The Africa Progress Panel was a Swiss-based foundation that aimed to bring about policy change through analysis, advocacy and diplomacy.

The panel was chaired by former United Nations Secretary-General Kofi Annan and during its existence consisted of the following members:
 Tony Blair - Former Prime Minister of United Kingdom.
 Michel Camdessus - Former Managing Director of the International Monetary Fund.
 Peter Eigen - Founder and Chair of the Advisory Council, Transparency International and Chairman of the Extractive Industries Transparency Initiative.
 Bob Geldof - Musician, Businessman, Founder and Chair of Band Aid, Live Aid and Live 8, Co-founder of DATA and ONE.
 Graça Machel - President of the Foundation for Community Development and founder of New Faces New Voices.
 Strive Masiyiwa - Founder of Econet Wireless.
 Linah Mohohlo - Governor, Bank of Botswana.
 Olusegun Obasanjo - former President of Nigeria.
 Robert Rubin - Co-Chairman of the Board, Council on Foreign Relations and former Secretary of the United States Treasury.
 Tidjane Thiam - Chief Executive Officer, Crédit Suisse.

Timeline

The Africa Progress Panel sought to influence policy through robust, evidence-based analysis in the annual Africa Progress Reports, the Panel members’ high-level access and communications work.

Data shown >>

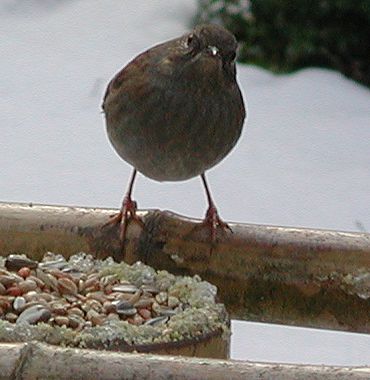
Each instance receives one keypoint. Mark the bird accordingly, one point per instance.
(175, 111)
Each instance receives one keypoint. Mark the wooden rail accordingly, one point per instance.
(294, 276)
(39, 361)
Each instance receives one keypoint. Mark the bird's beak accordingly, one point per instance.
(212, 50)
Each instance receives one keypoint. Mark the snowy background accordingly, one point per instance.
(303, 159)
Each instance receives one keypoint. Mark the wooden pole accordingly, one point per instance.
(293, 276)
(40, 361)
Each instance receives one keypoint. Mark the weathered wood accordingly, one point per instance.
(295, 276)
(40, 361)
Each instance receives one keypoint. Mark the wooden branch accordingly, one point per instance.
(40, 361)
(294, 276)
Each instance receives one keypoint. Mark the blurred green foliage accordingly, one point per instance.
(287, 35)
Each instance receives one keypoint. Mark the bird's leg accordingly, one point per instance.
(212, 220)
(127, 212)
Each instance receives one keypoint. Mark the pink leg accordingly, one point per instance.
(128, 211)
(212, 218)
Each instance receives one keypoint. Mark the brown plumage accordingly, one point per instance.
(176, 110)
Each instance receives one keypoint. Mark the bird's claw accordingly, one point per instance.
(213, 221)
(127, 214)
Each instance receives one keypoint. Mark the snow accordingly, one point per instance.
(303, 158)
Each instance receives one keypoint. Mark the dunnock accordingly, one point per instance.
(175, 111)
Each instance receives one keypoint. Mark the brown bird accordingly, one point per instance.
(176, 111)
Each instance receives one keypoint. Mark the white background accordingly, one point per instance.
(303, 158)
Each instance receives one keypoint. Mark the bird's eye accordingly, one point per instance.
(190, 39)
(232, 56)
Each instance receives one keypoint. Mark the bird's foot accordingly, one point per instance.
(213, 221)
(127, 213)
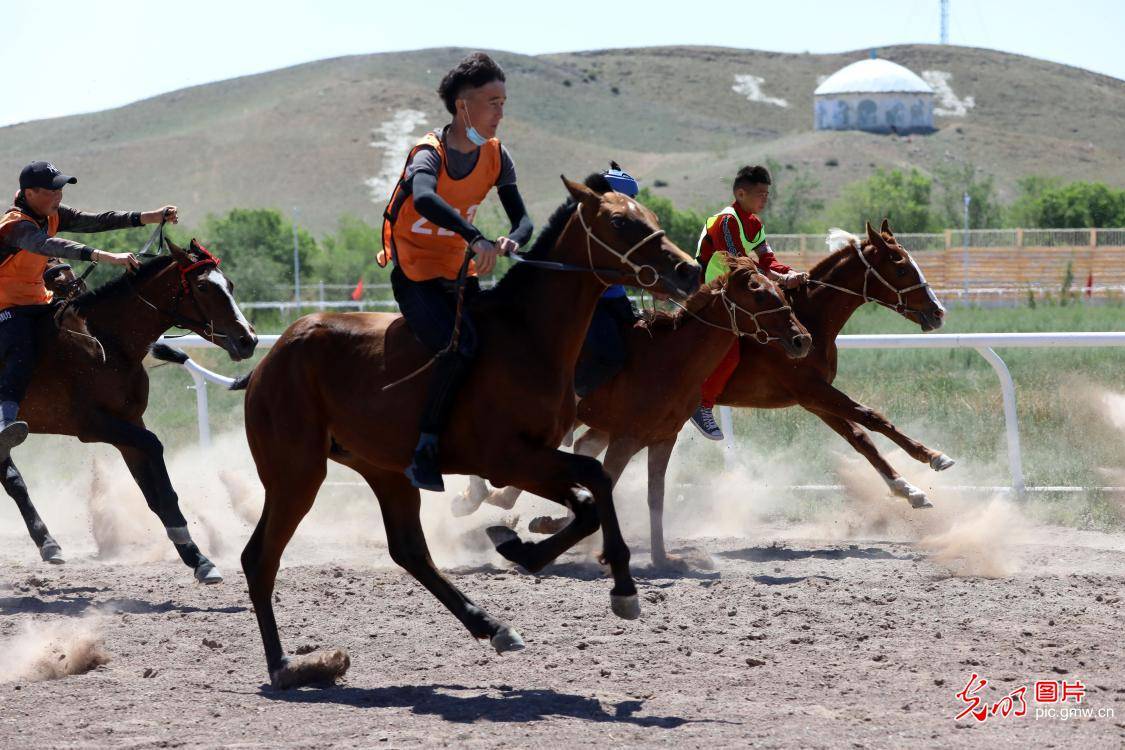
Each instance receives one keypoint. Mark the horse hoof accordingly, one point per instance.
(465, 504)
(501, 535)
(208, 574)
(627, 607)
(502, 499)
(507, 639)
(547, 524)
(316, 668)
(941, 462)
(52, 553)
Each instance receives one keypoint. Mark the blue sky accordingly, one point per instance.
(113, 52)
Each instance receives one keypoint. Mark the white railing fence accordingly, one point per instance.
(983, 343)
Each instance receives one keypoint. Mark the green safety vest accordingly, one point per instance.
(717, 265)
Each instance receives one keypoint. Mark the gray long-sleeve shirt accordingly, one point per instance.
(33, 235)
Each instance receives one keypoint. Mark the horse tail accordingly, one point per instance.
(241, 382)
(167, 353)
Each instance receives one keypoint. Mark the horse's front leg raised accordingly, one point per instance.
(144, 455)
(827, 398)
(581, 484)
(857, 439)
(17, 489)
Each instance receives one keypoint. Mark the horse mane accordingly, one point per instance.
(839, 242)
(700, 298)
(122, 286)
(511, 287)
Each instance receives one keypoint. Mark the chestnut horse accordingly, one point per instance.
(876, 270)
(682, 350)
(339, 387)
(90, 380)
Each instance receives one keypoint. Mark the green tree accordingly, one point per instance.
(682, 226)
(1047, 202)
(953, 182)
(349, 254)
(255, 245)
(901, 197)
(792, 205)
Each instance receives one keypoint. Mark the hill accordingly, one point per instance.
(327, 137)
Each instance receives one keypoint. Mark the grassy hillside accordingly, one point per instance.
(303, 136)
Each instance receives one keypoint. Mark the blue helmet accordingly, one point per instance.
(621, 181)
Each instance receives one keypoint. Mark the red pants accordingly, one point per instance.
(713, 386)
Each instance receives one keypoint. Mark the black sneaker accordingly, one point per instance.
(704, 422)
(424, 472)
(11, 434)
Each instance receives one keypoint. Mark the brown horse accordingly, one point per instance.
(336, 387)
(90, 381)
(641, 410)
(876, 270)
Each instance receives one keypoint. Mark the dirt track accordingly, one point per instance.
(861, 643)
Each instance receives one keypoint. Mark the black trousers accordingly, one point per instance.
(603, 354)
(430, 308)
(20, 328)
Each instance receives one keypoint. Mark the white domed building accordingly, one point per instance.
(875, 96)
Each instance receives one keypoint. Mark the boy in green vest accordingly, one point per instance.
(736, 231)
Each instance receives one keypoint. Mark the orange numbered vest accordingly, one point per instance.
(420, 249)
(21, 272)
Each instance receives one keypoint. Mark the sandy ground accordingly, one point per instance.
(791, 639)
(853, 623)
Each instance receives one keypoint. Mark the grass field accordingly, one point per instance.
(947, 399)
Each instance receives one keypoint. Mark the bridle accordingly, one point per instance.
(899, 307)
(734, 308)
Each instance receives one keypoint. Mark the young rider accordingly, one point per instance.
(27, 243)
(429, 224)
(737, 231)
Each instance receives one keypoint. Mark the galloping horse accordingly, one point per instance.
(876, 270)
(90, 381)
(641, 410)
(338, 387)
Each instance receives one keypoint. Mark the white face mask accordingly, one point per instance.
(473, 134)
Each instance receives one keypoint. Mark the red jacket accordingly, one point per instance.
(723, 235)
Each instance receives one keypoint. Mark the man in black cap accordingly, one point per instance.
(27, 242)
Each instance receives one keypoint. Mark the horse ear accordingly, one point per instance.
(875, 238)
(578, 191)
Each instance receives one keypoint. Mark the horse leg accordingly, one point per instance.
(401, 505)
(581, 484)
(827, 398)
(469, 500)
(288, 497)
(855, 435)
(592, 443)
(144, 455)
(17, 489)
(658, 457)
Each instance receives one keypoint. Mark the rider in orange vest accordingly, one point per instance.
(429, 224)
(737, 231)
(27, 242)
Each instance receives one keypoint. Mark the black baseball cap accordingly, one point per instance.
(44, 174)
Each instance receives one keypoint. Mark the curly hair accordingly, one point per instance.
(750, 175)
(473, 72)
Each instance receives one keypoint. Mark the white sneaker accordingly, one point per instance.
(704, 422)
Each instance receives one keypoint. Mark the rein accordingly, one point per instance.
(899, 307)
(550, 265)
(734, 308)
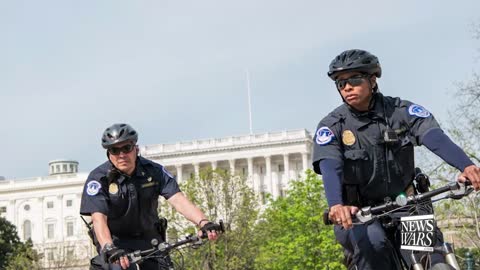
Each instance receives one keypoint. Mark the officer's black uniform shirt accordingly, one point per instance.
(375, 168)
(130, 203)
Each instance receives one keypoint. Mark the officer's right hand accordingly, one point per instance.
(342, 215)
(113, 255)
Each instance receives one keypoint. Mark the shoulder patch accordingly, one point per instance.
(93, 187)
(167, 172)
(324, 136)
(418, 110)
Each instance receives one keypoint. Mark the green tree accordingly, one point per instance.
(464, 128)
(291, 234)
(13, 253)
(221, 196)
(24, 257)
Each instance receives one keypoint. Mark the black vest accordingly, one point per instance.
(374, 169)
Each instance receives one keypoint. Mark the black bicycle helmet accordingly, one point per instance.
(118, 133)
(355, 60)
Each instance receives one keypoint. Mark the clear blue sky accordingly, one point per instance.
(175, 70)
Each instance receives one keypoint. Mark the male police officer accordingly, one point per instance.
(121, 195)
(364, 151)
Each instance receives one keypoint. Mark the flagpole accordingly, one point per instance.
(249, 102)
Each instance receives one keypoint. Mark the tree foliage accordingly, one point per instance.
(464, 129)
(221, 196)
(15, 255)
(291, 234)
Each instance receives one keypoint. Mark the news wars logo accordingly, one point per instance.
(418, 233)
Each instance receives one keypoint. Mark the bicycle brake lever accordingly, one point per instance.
(461, 191)
(364, 215)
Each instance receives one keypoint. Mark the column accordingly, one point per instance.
(179, 173)
(12, 212)
(196, 167)
(38, 226)
(268, 173)
(251, 179)
(305, 162)
(232, 166)
(286, 167)
(61, 224)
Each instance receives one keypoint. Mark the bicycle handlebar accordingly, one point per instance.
(455, 191)
(164, 248)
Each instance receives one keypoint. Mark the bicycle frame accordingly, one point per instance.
(390, 208)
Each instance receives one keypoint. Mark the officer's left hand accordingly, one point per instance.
(471, 173)
(209, 229)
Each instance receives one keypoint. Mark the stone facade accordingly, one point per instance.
(46, 209)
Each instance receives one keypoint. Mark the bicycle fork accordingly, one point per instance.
(446, 250)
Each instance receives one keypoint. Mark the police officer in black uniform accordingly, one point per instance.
(364, 152)
(121, 196)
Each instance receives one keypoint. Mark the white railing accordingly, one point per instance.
(9, 184)
(225, 142)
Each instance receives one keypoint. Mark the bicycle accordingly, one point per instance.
(417, 230)
(161, 251)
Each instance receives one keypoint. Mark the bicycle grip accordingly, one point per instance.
(326, 219)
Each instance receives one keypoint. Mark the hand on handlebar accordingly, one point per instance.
(113, 255)
(342, 215)
(471, 173)
(210, 230)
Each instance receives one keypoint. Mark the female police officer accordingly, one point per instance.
(121, 195)
(364, 150)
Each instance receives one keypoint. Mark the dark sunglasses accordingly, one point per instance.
(124, 149)
(353, 81)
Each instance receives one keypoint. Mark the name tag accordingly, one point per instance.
(150, 184)
(418, 233)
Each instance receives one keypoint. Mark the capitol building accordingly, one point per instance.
(45, 209)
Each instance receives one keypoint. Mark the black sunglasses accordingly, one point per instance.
(353, 81)
(124, 149)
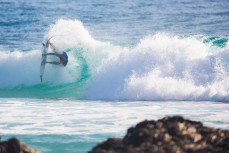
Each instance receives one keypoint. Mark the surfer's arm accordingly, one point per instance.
(52, 46)
(56, 63)
(58, 55)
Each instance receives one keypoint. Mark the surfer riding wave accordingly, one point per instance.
(63, 57)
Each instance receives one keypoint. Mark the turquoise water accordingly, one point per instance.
(76, 126)
(128, 61)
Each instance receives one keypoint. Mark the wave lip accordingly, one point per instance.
(159, 67)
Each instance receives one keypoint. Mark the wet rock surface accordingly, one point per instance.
(168, 135)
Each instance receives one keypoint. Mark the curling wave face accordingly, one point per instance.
(159, 67)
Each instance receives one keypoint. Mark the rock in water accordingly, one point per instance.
(168, 135)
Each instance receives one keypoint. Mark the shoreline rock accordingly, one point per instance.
(168, 135)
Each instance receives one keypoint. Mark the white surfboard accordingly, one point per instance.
(43, 60)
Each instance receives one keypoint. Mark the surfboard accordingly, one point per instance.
(43, 60)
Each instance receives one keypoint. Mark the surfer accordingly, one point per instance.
(63, 57)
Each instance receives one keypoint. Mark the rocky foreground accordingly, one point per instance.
(168, 135)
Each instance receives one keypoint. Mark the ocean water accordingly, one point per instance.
(128, 61)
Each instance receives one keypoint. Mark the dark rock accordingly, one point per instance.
(168, 135)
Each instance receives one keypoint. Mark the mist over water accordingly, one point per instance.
(161, 66)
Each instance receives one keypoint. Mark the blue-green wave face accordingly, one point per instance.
(158, 67)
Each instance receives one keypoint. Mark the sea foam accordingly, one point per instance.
(160, 66)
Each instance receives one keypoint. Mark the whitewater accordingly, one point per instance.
(161, 66)
(128, 61)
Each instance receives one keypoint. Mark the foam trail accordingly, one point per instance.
(19, 68)
(159, 67)
(164, 67)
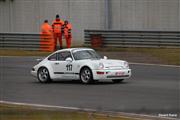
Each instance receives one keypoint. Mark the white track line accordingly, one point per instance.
(133, 63)
(128, 115)
(149, 64)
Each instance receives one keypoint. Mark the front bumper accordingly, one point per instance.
(33, 72)
(111, 74)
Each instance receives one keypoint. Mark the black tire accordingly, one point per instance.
(43, 75)
(86, 75)
(117, 80)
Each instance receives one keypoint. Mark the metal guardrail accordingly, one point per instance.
(116, 38)
(24, 41)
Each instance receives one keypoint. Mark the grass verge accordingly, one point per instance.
(19, 112)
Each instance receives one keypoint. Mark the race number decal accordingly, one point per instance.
(69, 67)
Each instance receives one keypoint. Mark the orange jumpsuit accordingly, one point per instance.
(57, 26)
(68, 34)
(46, 42)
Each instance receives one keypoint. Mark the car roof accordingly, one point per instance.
(74, 49)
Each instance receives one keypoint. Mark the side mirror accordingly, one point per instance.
(105, 57)
(68, 59)
(39, 60)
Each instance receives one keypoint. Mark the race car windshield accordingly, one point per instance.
(86, 54)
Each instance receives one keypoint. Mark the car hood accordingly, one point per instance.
(111, 63)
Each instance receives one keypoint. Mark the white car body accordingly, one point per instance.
(71, 65)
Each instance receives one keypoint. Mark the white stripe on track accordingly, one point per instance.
(133, 63)
(149, 64)
(121, 114)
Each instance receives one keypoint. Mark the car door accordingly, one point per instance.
(63, 68)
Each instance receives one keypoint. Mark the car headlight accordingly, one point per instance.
(126, 65)
(101, 65)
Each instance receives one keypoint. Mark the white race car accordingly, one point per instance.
(80, 64)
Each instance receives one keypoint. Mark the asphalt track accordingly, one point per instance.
(151, 90)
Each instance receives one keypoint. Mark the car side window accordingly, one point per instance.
(53, 57)
(62, 56)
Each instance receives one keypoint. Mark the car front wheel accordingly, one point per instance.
(86, 75)
(43, 75)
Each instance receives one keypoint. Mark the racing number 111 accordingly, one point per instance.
(69, 67)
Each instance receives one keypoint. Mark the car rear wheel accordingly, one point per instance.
(117, 80)
(86, 75)
(43, 75)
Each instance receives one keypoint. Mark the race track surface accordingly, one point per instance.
(150, 90)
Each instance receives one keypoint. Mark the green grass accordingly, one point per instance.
(166, 55)
(14, 112)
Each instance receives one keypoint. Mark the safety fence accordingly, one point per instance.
(113, 38)
(26, 41)
(116, 38)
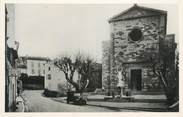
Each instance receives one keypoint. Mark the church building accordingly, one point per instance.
(134, 32)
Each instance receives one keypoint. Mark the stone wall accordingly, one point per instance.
(124, 50)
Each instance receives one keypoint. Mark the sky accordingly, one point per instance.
(52, 29)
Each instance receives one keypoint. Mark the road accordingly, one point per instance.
(38, 103)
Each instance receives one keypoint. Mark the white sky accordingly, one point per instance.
(50, 30)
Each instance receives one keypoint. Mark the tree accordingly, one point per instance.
(69, 66)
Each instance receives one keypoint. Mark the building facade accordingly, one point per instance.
(133, 33)
(11, 56)
(33, 66)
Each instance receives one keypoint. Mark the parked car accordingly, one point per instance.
(75, 99)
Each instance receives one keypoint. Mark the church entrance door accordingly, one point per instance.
(136, 79)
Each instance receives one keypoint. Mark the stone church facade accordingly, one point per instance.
(134, 32)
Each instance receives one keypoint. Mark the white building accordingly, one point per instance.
(33, 66)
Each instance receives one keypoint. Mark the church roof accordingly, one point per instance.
(136, 11)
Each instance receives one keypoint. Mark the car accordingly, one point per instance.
(78, 100)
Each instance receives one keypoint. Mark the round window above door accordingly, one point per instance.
(135, 34)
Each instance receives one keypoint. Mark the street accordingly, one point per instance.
(38, 103)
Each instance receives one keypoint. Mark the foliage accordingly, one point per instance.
(163, 66)
(69, 65)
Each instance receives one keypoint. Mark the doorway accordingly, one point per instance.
(136, 79)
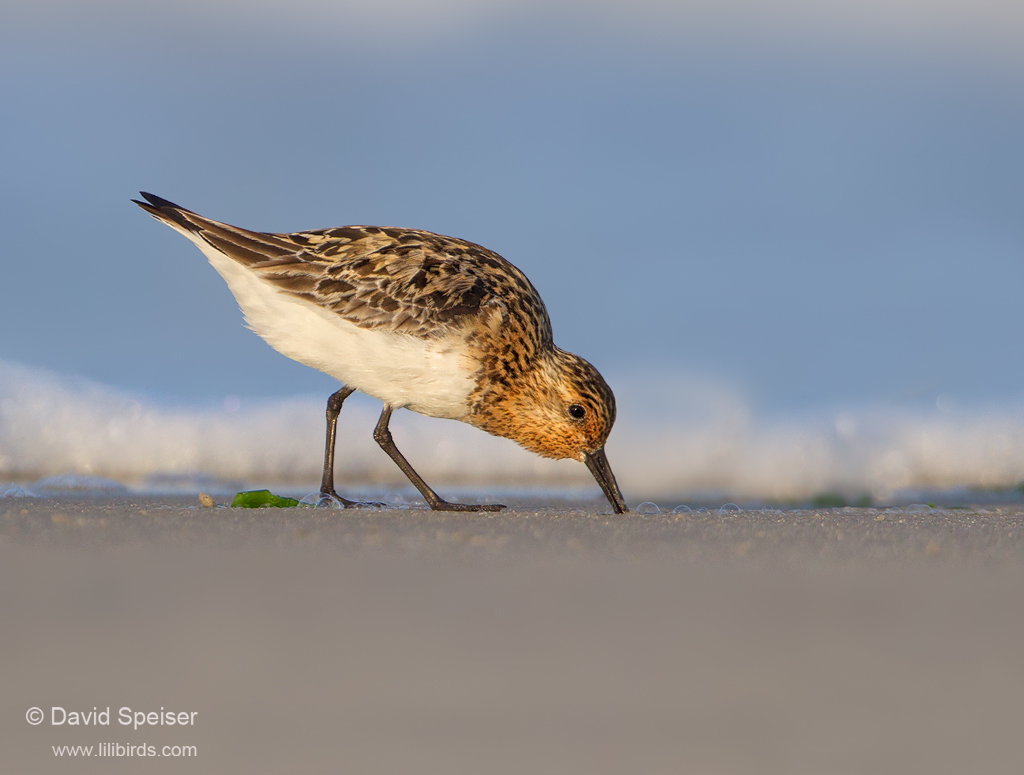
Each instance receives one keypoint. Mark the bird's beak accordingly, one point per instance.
(597, 462)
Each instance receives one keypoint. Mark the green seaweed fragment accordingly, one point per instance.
(262, 499)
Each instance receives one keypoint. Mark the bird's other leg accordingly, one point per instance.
(382, 435)
(327, 482)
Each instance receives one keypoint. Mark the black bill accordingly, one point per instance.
(597, 462)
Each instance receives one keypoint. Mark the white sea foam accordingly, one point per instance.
(675, 436)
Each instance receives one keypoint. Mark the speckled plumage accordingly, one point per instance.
(470, 326)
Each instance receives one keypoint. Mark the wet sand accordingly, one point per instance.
(535, 640)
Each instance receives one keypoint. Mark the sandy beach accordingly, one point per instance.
(535, 640)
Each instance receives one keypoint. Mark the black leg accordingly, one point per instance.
(327, 482)
(383, 437)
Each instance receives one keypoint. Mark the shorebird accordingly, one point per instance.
(419, 320)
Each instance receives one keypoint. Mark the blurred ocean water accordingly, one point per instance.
(675, 437)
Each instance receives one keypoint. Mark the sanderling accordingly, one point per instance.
(423, 321)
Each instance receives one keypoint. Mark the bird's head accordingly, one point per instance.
(560, 407)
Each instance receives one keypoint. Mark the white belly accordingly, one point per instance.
(430, 377)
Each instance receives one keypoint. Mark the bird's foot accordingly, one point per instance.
(331, 499)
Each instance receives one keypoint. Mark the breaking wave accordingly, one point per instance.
(675, 436)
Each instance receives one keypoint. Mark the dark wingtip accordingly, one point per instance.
(165, 210)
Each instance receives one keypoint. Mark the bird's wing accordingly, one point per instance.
(400, 280)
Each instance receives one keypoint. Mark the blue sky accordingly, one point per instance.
(814, 204)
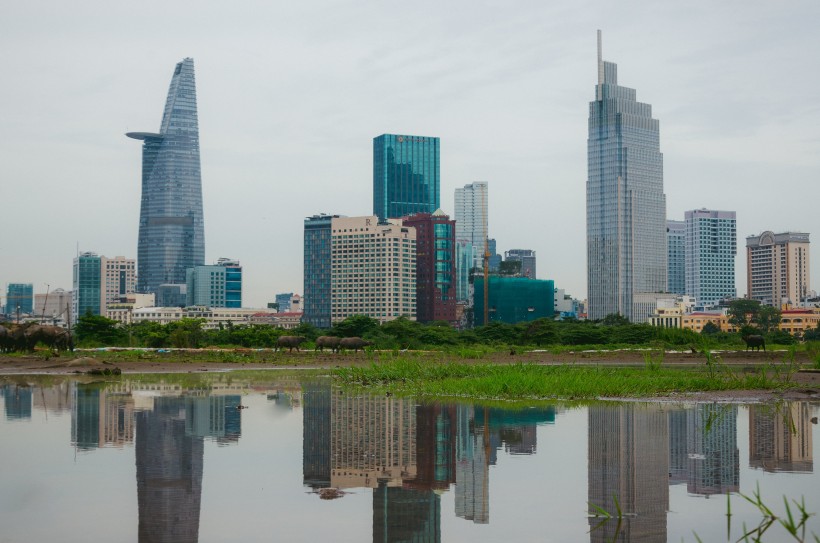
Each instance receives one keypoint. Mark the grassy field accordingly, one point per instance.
(532, 381)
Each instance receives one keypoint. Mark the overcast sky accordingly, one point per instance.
(291, 94)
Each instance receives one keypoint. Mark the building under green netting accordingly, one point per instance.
(514, 299)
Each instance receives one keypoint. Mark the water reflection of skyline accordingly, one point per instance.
(411, 455)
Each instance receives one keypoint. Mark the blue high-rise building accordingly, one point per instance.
(171, 231)
(20, 299)
(406, 175)
(711, 247)
(676, 249)
(88, 296)
(219, 285)
(626, 206)
(317, 270)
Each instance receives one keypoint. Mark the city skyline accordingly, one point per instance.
(281, 128)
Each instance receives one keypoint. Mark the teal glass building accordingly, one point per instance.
(515, 299)
(20, 297)
(711, 247)
(626, 206)
(317, 270)
(171, 230)
(406, 175)
(87, 283)
(219, 285)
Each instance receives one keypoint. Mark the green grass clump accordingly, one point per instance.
(532, 381)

List of tasks >>
**1)** From the Africa Progress Panel text above, write out the passage starting at "Linah Mohohlo - Governor, Bank" and ending at "and communications work.", word for word.
**2)** According to the Africa Progress Panel text, who chaired the panel?
**3)** List every organization or initiative that the Africa Progress Panel text names Bob Geldof as founder or co-founder of.

Response list >>
**1)**
Linah Mohohlo - Governor, Bank of Botswana.
 Olusegun Obasanjo - former President of Nigeria.
 Robert Rubin - Co-Chairman of the Board, Council on Foreign Relations and former Secretary of the United States Treasury.
 Tidjane Thiam - Chief Executive Officer, Crédit Suisse.

Timeline

The Africa Progress Panel sought to influence policy through robust, evidence-based analysis in the annual Africa Progress Reports, the Panel members’ high-level access and communications work.

**2)** Kofi Annan, former United Nations Secretary-General, chaired the panel.

**3)** Band Aid, Live Aid, Live 8, DATA, ONE